As in Lundahl, the former fugitive rule applies here and militates in favor of dismissing defendant’s appeal. As stated in Lundahl, the rule may be invoked where a defendant’s “long escape, even if ended before sentencing and appeal, * * * so delayfs] the onset of appellate proceedings that the Government would be prejudiced in locating witnesses and presenting evidence at retrial after a successful appeal.” Id. (internal quotation marks omitted). Here, defendant’s escape occurred after conviction but before sentencing and appeal. And like Lundahl’s flight, defendant’s escape so significantly interfered with the appellate process as to warrant dismissal.

If we were to grant defendant’s requested relief, we would remand for resentencing and, at that proceeding, the state’s efforts in presenting evidence to support departure factors would be prejudiced by defendant’s long flight. The record indicates that when defendant was initially sentenced on the first-degree aggravated theft counts, the court imposed an upward departure sentence on Count 1, based on (1) the vulnerability of the victim, an elderly man whose mental state was in decline at the time of the thefts, and (2) defendant’s flight from sentencing. On Count 2, the court imposed an upward departure sentence based on (1) greater-than-usual harm and (2) persistent involvement in crime relating to defendant’s dealings in the car business, as established in Count 1 and in a 1978 theft conviction. See OAR 213-008-0002(l)(b) (nonexclusive list of factors that may support upward departure sentences).

Defendant’s resentencing hearing, if granted, would be governed in part by Oregon Laws 2005, chapter 463, compiled as a note before ORS 136.001 (2005), which established procedures for jury determination of facts that support sentence enhancement. Or Laws 2005, ch 463, §§ 1, 3. An “enhancement fact” is a “fact that is constitutionally required to be found by a jury in order to increase the sentence that may be imposed upon conviction of a crime.” Or Laws 2005, ch 463, § 1. There is no dispute that the facts that supported upward departures in defendant’s initial sentencing proceeding are “enhancement facts.” See State v. Upton, 339 Or 673, *631682, 125 P3d 713 (2005) (facts supporting upward departure implicate a defendant’s jury trial right and are subject to Oregon Laws 2005, chapter 463, procedures). Further, the procedures for jury determinations of enhancement facts prescribed in Oregon Laws 2005, chapter 463, apply to a case such as this “that [will have] been remanded to a trial court that will result in resentencing for which a new sentence has not been imposed prior to the effective date of this 2005 Act.” Or Laws 2005, ch 463, § 21(3); Upton, 339 Or at 682. Thus, on remand, the sentencing court would empanel a jury for findings of enhancement facts, unless defendant waived that right.
________________
-- Complete the following --
- A) In the court opinion, what two grounds supported the upward departure sentence on Count 1?
- B) Summarize the court opinion in two sentences.
- C) Write the next paragraph of the court opinion, picking up right after its final sentence.

-- Data excerpt --
________________
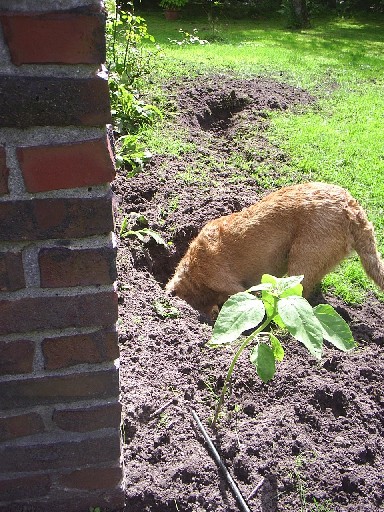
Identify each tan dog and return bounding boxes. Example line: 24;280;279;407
166;183;384;314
________________
-- Expected responses --
- A) The vulnerability of the victim, an elderly man whose mental state was declining at the time of the thefts, and the defendant's flight from sentencing.

- B) The court finds that the former fugitive rule favors dismissing the defendant's appeal, because the defendant's escape after conviction but before sentencing delayed the appeal enough to prejudice the state at any retrial or resentencing. If the case were remanded, Oregon Laws 2005, chapter 463, would require a jury to find the enhancement facts that supported the earlier upward departure sentences, unless the defendant waived that right.

- C)
An evidentiary hearing to find enhancement facts related to the commission of the crime, such as greater-than-usual harm or vulnerability of victim, or other enhancement facts that the sentencing court deems relevant, would be impaired by the fact that almost 10 years have passed since defendant was convicted. The state would be prejudiced in its effort to locate witnesses familiar with the crimes. Moreover, the victim is now approximately 90 years old and, at the time of this appeal, suffers dementia. Under these circumstances, we foresee that the condition of the evidence, worsened by defendant’s long flight from the jurisdiction, would limit the state’s ability to support a recommendation of upward departure and the resentencing court’s ability to exercise the fall range of tools at its disposal to impose an appropriate sentence.

Moreover, permitting defendant’s appeal would not foster respect for the judicial process or promote the administration of justice. The basis on which defendant challenges the legality of his sentences today is available to him only because defendant fled the jurisdiction for seven years. Each of defendant’s assignments of error calls upon principles announced in Blakely, which was decided in 2004, eight years after defendant failed to appear for sentencing. Because defendant’s legal support for his challenge to his sentence is available now only as a consequence of his flight, entertaining those arguments would allow defendant to benefit from flouting the judicial process and leave others undeterred from doing the same. Defendant “should not be able to enjoy the benefits of the law while unlawfully avoiding its rigor.” *632State v. Sterner, 124 Or App 439, 443, 862 P2d 1321 (1993), rev den, 318 Or 583 (1994).

In sum, defendant’s “lengthy escape from justice, though it occurred while his case was pending before the trial court, significantly interfered with the appellate process and warrants an appellate sanction.” Lundahl, 130 Or App at 390. For that reason, we dismiss the appeal.

Appeal dismissed.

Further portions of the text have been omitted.